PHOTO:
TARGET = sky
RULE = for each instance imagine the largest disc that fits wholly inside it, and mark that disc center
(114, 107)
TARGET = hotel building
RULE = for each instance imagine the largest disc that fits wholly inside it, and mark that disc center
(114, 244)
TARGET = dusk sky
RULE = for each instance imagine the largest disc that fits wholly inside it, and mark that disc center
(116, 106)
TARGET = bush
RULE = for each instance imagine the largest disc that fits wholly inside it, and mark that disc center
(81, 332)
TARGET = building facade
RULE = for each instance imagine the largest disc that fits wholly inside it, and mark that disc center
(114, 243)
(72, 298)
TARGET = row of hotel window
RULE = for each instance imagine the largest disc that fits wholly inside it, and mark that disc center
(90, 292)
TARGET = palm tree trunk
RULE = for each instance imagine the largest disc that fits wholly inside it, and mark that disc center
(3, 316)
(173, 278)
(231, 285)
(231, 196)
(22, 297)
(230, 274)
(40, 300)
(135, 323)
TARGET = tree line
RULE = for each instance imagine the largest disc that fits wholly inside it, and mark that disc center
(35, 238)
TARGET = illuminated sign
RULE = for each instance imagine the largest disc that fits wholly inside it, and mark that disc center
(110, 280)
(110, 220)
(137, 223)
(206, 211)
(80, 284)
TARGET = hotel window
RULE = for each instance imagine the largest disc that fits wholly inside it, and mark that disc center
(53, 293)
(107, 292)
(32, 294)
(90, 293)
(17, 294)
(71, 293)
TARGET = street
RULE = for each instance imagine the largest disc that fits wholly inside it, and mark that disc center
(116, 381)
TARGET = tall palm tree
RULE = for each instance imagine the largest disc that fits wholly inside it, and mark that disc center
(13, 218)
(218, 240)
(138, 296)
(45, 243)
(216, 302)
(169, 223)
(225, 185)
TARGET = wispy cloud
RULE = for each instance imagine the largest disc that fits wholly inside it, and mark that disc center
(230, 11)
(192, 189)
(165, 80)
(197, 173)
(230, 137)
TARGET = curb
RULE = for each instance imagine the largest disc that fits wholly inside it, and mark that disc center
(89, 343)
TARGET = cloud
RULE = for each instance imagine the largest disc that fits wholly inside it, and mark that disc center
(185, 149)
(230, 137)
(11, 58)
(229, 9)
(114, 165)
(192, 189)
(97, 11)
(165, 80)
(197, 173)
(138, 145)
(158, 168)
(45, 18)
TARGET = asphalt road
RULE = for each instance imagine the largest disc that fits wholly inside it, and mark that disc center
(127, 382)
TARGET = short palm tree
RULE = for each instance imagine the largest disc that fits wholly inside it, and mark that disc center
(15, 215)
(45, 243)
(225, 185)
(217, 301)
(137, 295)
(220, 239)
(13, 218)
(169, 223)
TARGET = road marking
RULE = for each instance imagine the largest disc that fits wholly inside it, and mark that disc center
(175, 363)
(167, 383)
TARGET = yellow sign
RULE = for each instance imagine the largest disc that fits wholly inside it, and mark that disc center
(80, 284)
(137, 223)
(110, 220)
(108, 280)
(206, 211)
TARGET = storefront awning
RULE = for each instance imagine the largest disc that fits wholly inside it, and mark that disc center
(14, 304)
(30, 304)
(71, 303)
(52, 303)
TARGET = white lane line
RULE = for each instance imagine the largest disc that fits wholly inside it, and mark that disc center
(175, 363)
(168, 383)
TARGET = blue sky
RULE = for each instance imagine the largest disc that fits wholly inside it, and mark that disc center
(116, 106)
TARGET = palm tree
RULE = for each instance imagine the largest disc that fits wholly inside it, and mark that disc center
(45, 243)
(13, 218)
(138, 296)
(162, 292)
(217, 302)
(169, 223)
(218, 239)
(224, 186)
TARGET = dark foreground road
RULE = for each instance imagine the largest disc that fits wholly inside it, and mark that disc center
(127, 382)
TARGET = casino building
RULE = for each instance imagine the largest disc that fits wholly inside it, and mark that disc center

....

Write out every line of the data exactly, leaving nothing out.

PHOTO:
TARGET = sky
RULE = for each instance imagine the largest disc that fits wholly inside it, and mark that disc center
(114, 107)
TARGET = hotel building
RULE = for each instance imagine the largest disc that fits wholly inside it, and mark that disc center
(114, 244)
TARGET = dusk sky
RULE = for each instance imagine the largest disc that fits wholly inside it, and mark that disc center
(116, 106)
TARGET = bush
RULE = for each instance imagine the largest disc that fits wholly inside it, and mark that disc center
(81, 332)
TARGET = building facade
RULE = for each instance imagine the largest disc that fits wholly inside it, and mark that disc center
(114, 243)
(72, 298)
TARGET = row of hotel window
RULE = for each instance imagine the largest disc that fits wholly inside it, and mark that disc center
(90, 292)
TARGET = palm tree trunk
RULE = for each instance imagine the largest disc that fits wholly inside it, and mark that disc center
(3, 316)
(173, 278)
(231, 285)
(231, 196)
(22, 297)
(230, 274)
(40, 300)
(135, 323)
TARGET = tree line
RULE = for each instance imagine the largest disc that fits wholly inside it, and mark that disc center
(35, 238)
TARGET = illuminated sign
RULE = for each instance imagine the largest disc that fits wholly inside it, and mark that disc center
(110, 280)
(110, 220)
(137, 223)
(206, 211)
(80, 284)
TARGET = hotel window
RULE = for each instance imagine the largest disc that fits wholly inside it, and mark that disc center
(53, 293)
(107, 292)
(32, 294)
(90, 293)
(17, 294)
(71, 293)
TARGET = street
RULE = for each instance imagine the largest disc that fits wholly inside it, and mark that disc center
(116, 381)
TARGET = tall palm tree
RULE = for each instance imagine the largest disc that fits wholly inside it, and mark that disc center
(13, 218)
(218, 240)
(138, 296)
(45, 243)
(216, 302)
(169, 223)
(225, 185)
TARGET = wispy cloud
RULE = for each instance imagine the largest disc that fits wholly inside it, and mark that disc center
(230, 11)
(192, 189)
(165, 80)
(197, 173)
(230, 137)
TARGET = curb
RULE = for each instance imagine the largest disc that fits wholly inside it, and mark that disc center
(89, 343)
TARGET = cloud
RULE = for each instance imagine the largest disc that fits wholly inside it, and mark that disc center
(185, 149)
(230, 137)
(11, 58)
(229, 9)
(114, 165)
(192, 189)
(97, 11)
(165, 80)
(197, 173)
(138, 145)
(158, 168)
(45, 18)
TARGET = asphalt road
RULE = for each instance imagine the largest disc that fits wholly inside it, and mark that disc center
(127, 382)
TARGET = short palm tree
RULE = for each instance imagine the largest disc that fits wholly inside it, and mark that disc center
(15, 215)
(45, 243)
(225, 185)
(217, 301)
(137, 295)
(220, 239)
(13, 218)
(169, 223)
TARGET = road marking
RULE = for each instance imagine the largest disc that fits wholly inside it, and mark that disc center
(175, 363)
(167, 383)
TARGET = yellow sign
RULE = for each instance imagine the largest disc that fits wholly inside it, and mark that disc center
(80, 284)
(137, 223)
(110, 220)
(108, 280)
(206, 211)
TARGET = storefront awning
RULE = for each instance imagine the largest disc that fits wholly inside it, and mark that disc center
(14, 304)
(30, 304)
(71, 303)
(52, 303)
TARGET = white lane line
RULE = for each instance imagine the largest disc that fits wholly inside it, and mark that disc center
(175, 363)
(168, 383)
TARGET = blue sky
RULE = for each instance imagine the largest disc that fits wholly inside it, and mark that disc center
(116, 106)
TARGET = palm tree
RULE = for each instance imagine the largest disc that fits wholly inside it, and mark that disc center
(45, 243)
(13, 218)
(138, 296)
(162, 292)
(217, 302)
(169, 223)
(218, 239)
(224, 186)
TARGET = dark foreground road
RULE = for each instance imagine the largest disc that fits wholly inside it, and mark that disc center
(127, 382)
TARGET = casino building
RULE = for each instance imagine the largest disc that fits wholly inside it, and mark that disc center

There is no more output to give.